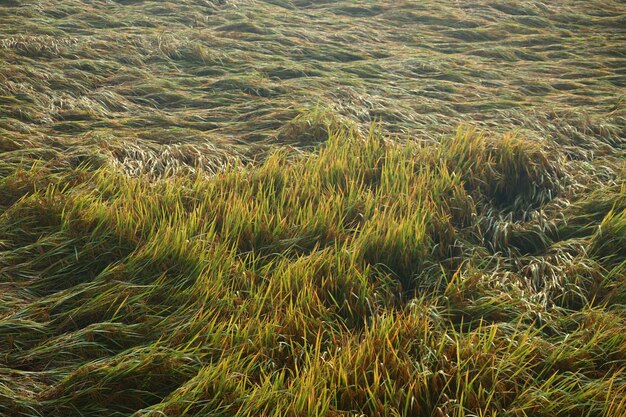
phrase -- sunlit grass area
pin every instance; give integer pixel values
(268, 208)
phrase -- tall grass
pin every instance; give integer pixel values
(359, 279)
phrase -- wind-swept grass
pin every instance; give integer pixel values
(266, 208)
(357, 279)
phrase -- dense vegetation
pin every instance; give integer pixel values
(266, 208)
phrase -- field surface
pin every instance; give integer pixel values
(312, 208)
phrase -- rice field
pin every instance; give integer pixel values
(312, 208)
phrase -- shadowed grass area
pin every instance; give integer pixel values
(361, 278)
(267, 208)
━━━━━━
• [REQUIREMENT] What is needed here is an exact copy of all the entries, without the pictures.

• [ANSWER SPACE]
phrase -- sunlit grass area
pin every instance; give integer pixel values
(268, 208)
phrase -- tall grass
pin every instance; give integer pixel values
(359, 279)
phrase -- wind-swept grass
pin every instance; give integer pixel values
(266, 208)
(357, 279)
phrase -- dense vegetation
pin every instance; give integer pixel values
(266, 208)
phrase -- field surface
pin every instance; give integer pixel values
(312, 208)
phrase -- rice field
pin every instance; give integer pixel values
(312, 208)
phrase -- shadowed grass area
pin every instance; give integer pixel values
(361, 278)
(267, 208)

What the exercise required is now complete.